Segment Open

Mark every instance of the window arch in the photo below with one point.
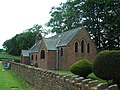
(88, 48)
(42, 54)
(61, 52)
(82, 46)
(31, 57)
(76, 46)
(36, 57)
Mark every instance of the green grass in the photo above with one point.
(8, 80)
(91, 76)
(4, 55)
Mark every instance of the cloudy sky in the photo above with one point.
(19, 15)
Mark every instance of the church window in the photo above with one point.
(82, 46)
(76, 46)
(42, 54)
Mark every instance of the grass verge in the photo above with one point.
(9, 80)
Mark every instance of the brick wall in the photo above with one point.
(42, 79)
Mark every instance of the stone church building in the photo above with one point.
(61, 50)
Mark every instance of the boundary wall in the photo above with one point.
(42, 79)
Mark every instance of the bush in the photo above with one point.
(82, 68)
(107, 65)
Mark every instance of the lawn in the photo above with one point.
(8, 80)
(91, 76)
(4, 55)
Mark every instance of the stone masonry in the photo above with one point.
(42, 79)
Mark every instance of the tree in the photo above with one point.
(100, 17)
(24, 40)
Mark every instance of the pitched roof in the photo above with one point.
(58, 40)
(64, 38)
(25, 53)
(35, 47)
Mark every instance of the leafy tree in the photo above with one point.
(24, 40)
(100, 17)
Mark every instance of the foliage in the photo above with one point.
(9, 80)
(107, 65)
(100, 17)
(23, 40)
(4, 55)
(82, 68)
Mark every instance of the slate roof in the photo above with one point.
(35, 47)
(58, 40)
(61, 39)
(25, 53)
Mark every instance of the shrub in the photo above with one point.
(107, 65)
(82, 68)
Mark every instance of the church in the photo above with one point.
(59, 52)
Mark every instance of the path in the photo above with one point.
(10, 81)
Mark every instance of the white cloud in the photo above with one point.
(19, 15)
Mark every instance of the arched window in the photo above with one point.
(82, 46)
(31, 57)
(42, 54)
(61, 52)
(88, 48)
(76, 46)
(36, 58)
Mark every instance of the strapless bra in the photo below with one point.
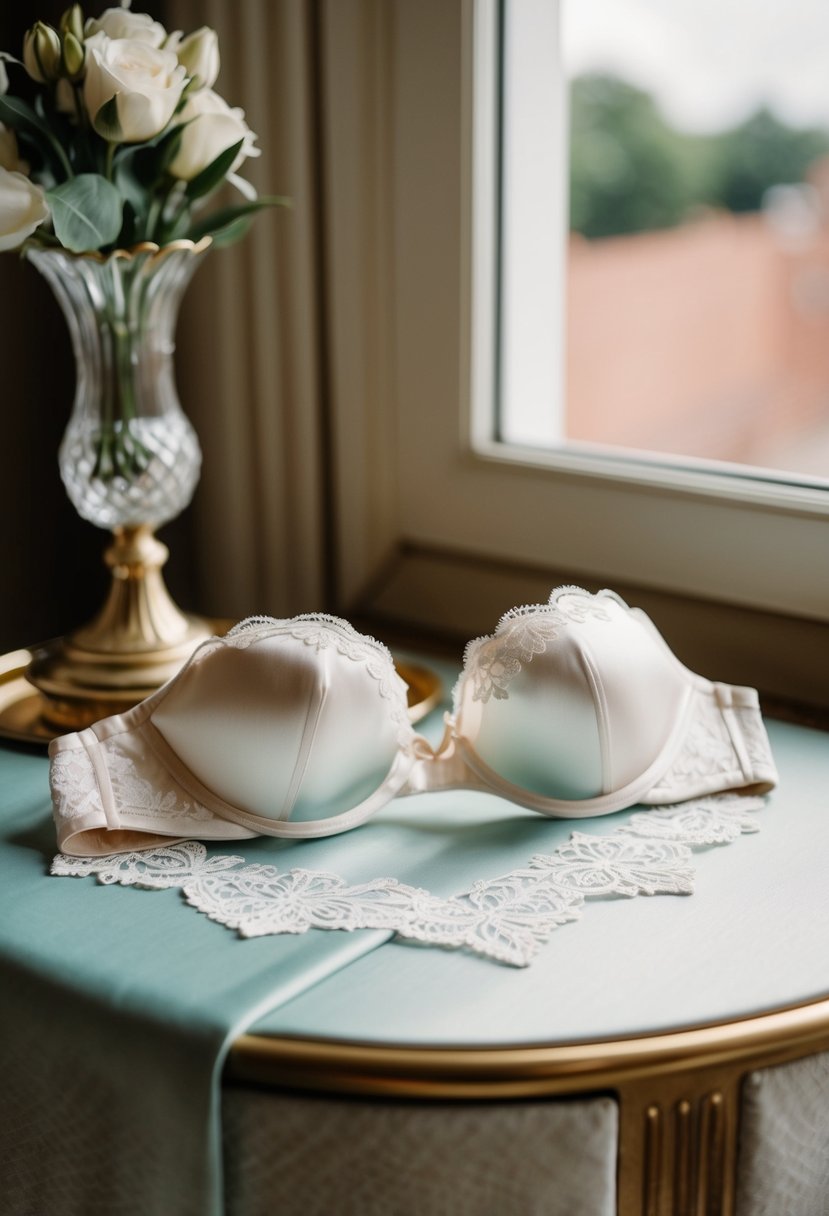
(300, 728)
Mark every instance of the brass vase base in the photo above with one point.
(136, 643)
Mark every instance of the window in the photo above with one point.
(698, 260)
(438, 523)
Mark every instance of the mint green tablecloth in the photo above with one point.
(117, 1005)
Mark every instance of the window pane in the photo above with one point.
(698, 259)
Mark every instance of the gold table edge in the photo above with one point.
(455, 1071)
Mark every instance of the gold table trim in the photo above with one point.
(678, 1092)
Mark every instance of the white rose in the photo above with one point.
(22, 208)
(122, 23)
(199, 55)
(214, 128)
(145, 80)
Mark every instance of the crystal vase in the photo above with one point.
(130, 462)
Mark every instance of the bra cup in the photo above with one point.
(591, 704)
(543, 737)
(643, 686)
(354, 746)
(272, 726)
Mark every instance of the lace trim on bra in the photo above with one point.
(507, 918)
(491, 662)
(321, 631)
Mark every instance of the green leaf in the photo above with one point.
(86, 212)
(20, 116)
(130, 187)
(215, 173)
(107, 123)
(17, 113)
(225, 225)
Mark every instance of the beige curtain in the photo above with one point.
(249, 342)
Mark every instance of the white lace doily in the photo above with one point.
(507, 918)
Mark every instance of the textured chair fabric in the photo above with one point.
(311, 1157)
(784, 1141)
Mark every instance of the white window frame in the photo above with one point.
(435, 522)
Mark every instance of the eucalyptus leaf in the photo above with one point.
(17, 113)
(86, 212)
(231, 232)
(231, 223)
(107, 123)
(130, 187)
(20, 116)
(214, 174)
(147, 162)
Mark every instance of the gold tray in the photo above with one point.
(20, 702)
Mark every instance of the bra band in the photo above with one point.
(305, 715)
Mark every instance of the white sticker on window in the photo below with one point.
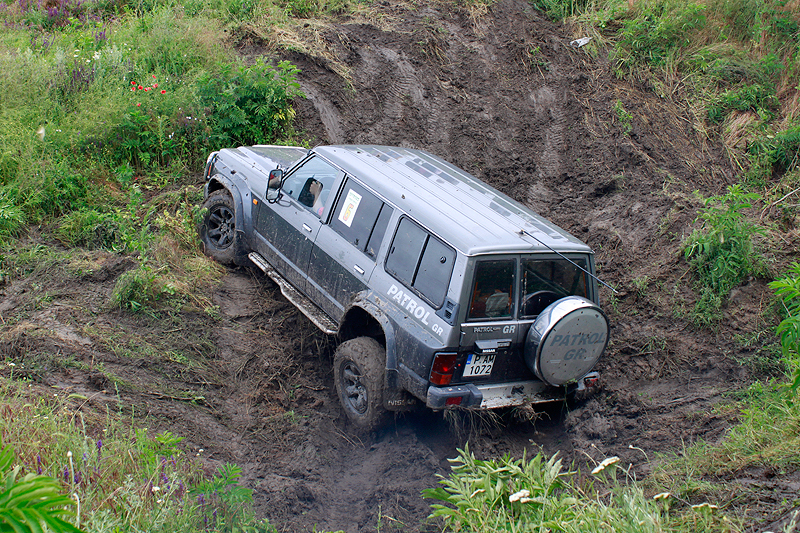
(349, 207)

Segment Closed

■ **What to produce**: All of the lines above should be printed exactly, minus the pictures.

■ **Written answer**:
Mark every instance of the window arch in the photo below with one point.
(88, 48)
(42, 54)
(61, 52)
(82, 46)
(31, 57)
(76, 46)
(36, 57)
Mark every instance of the green grass in the photo above with one point.
(8, 80)
(91, 76)
(4, 55)
Mark every instance of the cloudy sky in the photo above with one point.
(19, 15)
Mark every instance of the church window in the photo above with one point.
(82, 46)
(76, 46)
(42, 54)
Mark every instance of the grass verge in the photo above with one point.
(9, 80)
Mark every instance of the brick wall in the photo above with one point.
(42, 79)
Mark every instance of the stone church building in the photo above with one point.
(61, 50)
Mark every instance of the boundary wall in the photo above with one point.
(42, 79)
Mark every instance of the bush in the photo above with one point.
(82, 68)
(107, 65)
Mark every instance of the lawn in the photo above with one point.
(8, 80)
(91, 76)
(4, 55)
Mark every instance of the stone masonry in the photo above with one point.
(42, 79)
Mark every instance of the tree in the photo above with one point.
(100, 17)
(24, 40)
Mark every instance of the pitched roof in the photo above with one point.
(58, 40)
(64, 38)
(25, 53)
(35, 47)
Mark every instance of the leafy tree in the photo above with one point.
(24, 40)
(100, 17)
Mark every instance of the foliage in the photo above with one point.
(9, 80)
(107, 65)
(100, 17)
(23, 40)
(4, 55)
(82, 68)
Mark every instance of the slate roof in the photo above with one point.
(35, 47)
(58, 40)
(61, 39)
(25, 53)
Mark every instance of the shrub in the photo above with one point.
(107, 65)
(82, 68)
Mark every instance of the church in the photo above with one point.
(59, 52)
Mark every instance of the path in the photo above with one point.
(10, 81)
Mark every instance of the white cloud in the photo above with one point.
(19, 15)
Mark every instance of the arched window in the photo above with one point.
(82, 46)
(31, 57)
(42, 54)
(61, 52)
(88, 48)
(76, 46)
(36, 58)
Mark every instance of the strapless bra in the photo below with one point.
(300, 728)
Mark every instance of the brass vase base in the photo above with one point.
(136, 643)
Mark every instance of the window in the photo above with one point.
(698, 260)
(438, 523)
Mark every instance of the mint green tablecloth in the photo above with one point.
(117, 1005)
Mark every instance of the window pane in the photo above with one point.
(698, 259)
Mark every instance of the gold table edge in the photo above with one point.
(455, 1071)
Mark every instance of the gold table trim in the photo above with one point.
(678, 1092)
Mark every instance of the white rose in the photo above with one point.
(22, 208)
(122, 23)
(199, 55)
(214, 128)
(145, 80)
Mark every instance of the crystal vase in the photo above with one point.
(130, 462)
Mark every instance of the bra cup in the photo above with one point.
(591, 704)
(543, 737)
(643, 686)
(354, 746)
(272, 726)
Mark every instance of the lace trim on bra in the photo above with one point.
(507, 918)
(491, 662)
(321, 631)
Mark every instance of the green leaf in the photo above with one point.
(86, 212)
(20, 116)
(130, 187)
(215, 173)
(107, 123)
(17, 113)
(225, 225)
Mark every instance of the beige curtain in the photo above with one point.
(249, 342)
Mark every instance of the white lace doily in the photo above with one point.
(507, 918)
Mark every instance of the textured chair fabric in the photo above with one point.
(311, 1157)
(784, 1141)
Mark every instance of the white window frame in the photo above with one point.
(435, 522)
Mark every instance of the eucalyptus leaf in the photo above with one point.
(17, 113)
(86, 212)
(231, 232)
(231, 223)
(107, 123)
(130, 187)
(20, 116)
(214, 174)
(147, 162)
Mark every instance of the gold tray in the photo above with one point.
(20, 702)
Mark every instance of the bra band in the photo above with one point.
(305, 715)
Mark every instance of the white sticker on window in the photo below with one point.
(349, 207)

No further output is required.